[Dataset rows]
★ ★ ★
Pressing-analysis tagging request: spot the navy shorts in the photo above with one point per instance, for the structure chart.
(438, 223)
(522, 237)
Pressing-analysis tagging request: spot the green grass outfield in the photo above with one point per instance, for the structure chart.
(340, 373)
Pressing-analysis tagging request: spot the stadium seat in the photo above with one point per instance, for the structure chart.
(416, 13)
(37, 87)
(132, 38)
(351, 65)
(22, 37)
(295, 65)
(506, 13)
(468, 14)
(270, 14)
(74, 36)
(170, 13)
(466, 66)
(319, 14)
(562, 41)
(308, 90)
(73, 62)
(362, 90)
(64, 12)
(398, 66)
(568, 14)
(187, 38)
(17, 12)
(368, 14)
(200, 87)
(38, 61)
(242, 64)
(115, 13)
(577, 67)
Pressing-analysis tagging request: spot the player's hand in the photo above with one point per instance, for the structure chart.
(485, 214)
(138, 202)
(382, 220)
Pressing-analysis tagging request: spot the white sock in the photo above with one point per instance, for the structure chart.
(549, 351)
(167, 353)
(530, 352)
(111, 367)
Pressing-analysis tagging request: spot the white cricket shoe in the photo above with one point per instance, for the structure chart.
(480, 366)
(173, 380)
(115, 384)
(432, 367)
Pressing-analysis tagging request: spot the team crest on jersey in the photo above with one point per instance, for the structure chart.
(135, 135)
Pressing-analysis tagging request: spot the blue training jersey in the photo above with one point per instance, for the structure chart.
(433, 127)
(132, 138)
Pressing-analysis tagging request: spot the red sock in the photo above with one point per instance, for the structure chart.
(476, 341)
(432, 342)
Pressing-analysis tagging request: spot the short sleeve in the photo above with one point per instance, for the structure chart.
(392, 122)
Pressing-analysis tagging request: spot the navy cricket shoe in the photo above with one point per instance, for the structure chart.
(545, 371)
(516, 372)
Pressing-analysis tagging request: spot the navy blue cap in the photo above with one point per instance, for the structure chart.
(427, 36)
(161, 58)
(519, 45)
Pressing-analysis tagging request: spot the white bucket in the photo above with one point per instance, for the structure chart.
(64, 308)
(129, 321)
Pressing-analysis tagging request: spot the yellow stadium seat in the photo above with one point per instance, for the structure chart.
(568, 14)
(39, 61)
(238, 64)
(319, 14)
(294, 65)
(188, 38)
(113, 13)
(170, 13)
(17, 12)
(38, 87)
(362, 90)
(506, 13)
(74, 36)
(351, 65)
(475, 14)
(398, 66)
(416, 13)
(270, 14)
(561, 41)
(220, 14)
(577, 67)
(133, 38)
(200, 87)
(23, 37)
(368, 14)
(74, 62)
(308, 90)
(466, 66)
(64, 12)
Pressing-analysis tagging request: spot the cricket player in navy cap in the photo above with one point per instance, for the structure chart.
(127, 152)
★ ★ ★
» Given exercise
Print out every entry, keeping each one exact.

» Exercise result
Pressing-analysis tagging request: spot the navy shorts in the photo above with one point per instance, for the structure chart.
(438, 223)
(522, 237)
Pressing-analysis tagging request: spot the green grass outfield in the photo above with one point per instance, for the structure chart.
(340, 373)
Pressing-analysis tagging request: spot the stadium seat in the photo above with one point per instance, for the structure chart.
(416, 13)
(37, 87)
(132, 38)
(351, 65)
(22, 37)
(295, 65)
(506, 13)
(468, 14)
(270, 14)
(74, 36)
(170, 13)
(466, 66)
(319, 14)
(562, 41)
(308, 90)
(73, 62)
(362, 90)
(64, 12)
(398, 66)
(568, 14)
(187, 38)
(17, 12)
(368, 14)
(200, 87)
(38, 61)
(242, 64)
(115, 13)
(577, 67)
Pressing-analysis tagging request: spot the player's hand in the photo above with one point per instance, for the structure chart.
(485, 214)
(138, 202)
(382, 220)
Pressing-analysis tagging request: spot the white sock in the photo above with one point per instance, for the structure chart.
(549, 351)
(167, 353)
(530, 352)
(111, 367)
Pressing-analysis tagging request: spot the white cricket shoe in the photo above with one point per instance, for the structure chart.
(480, 366)
(173, 380)
(115, 384)
(432, 367)
Pressing-analysis tagging request: spot the team crest on jersey in the photo above with one point per instance, for the structure chart.
(135, 135)
Pressing-analysis tagging request: spot the blue training jersey in the photo above with one point per instance, for the structure chart.
(433, 127)
(132, 138)
Pressing-analysis tagging request: spot the red sock in the photo above with one point per instance, for the structure chart.
(476, 341)
(432, 342)
Pressing-analysis tagging request: spot the short sleeve in the photo above with one point per instance, for the structure chart.
(392, 122)
Pressing-analysis tagging request: spot the navy cricket shoe in the photo above with one point per instance, for the structure chart.
(545, 371)
(516, 372)
Pressing-analysis tagging request: spot the navy blue cap in the photo above with one point per instance, for the structure chart.
(427, 36)
(161, 58)
(519, 45)
Pressing-analysis tagging request: spot the white bucket in the photo above with one point per instance, for the structure chart.
(64, 308)
(129, 321)
Pressing-analysis tagging request: spot the yellow stadium seat in the photo above with one point per instance, for the structure chart.
(568, 14)
(39, 61)
(238, 64)
(319, 14)
(294, 65)
(188, 38)
(113, 13)
(170, 13)
(17, 12)
(38, 87)
(362, 90)
(506, 13)
(74, 36)
(351, 65)
(475, 14)
(398, 66)
(416, 13)
(270, 14)
(561, 41)
(220, 14)
(577, 67)
(133, 38)
(200, 87)
(23, 37)
(368, 14)
(74, 62)
(308, 90)
(466, 66)
(64, 12)
Pressing-analysis tagging request: spot the cricket player in navy cap in the photo above with one point per instance, for the structure chart.
(127, 152)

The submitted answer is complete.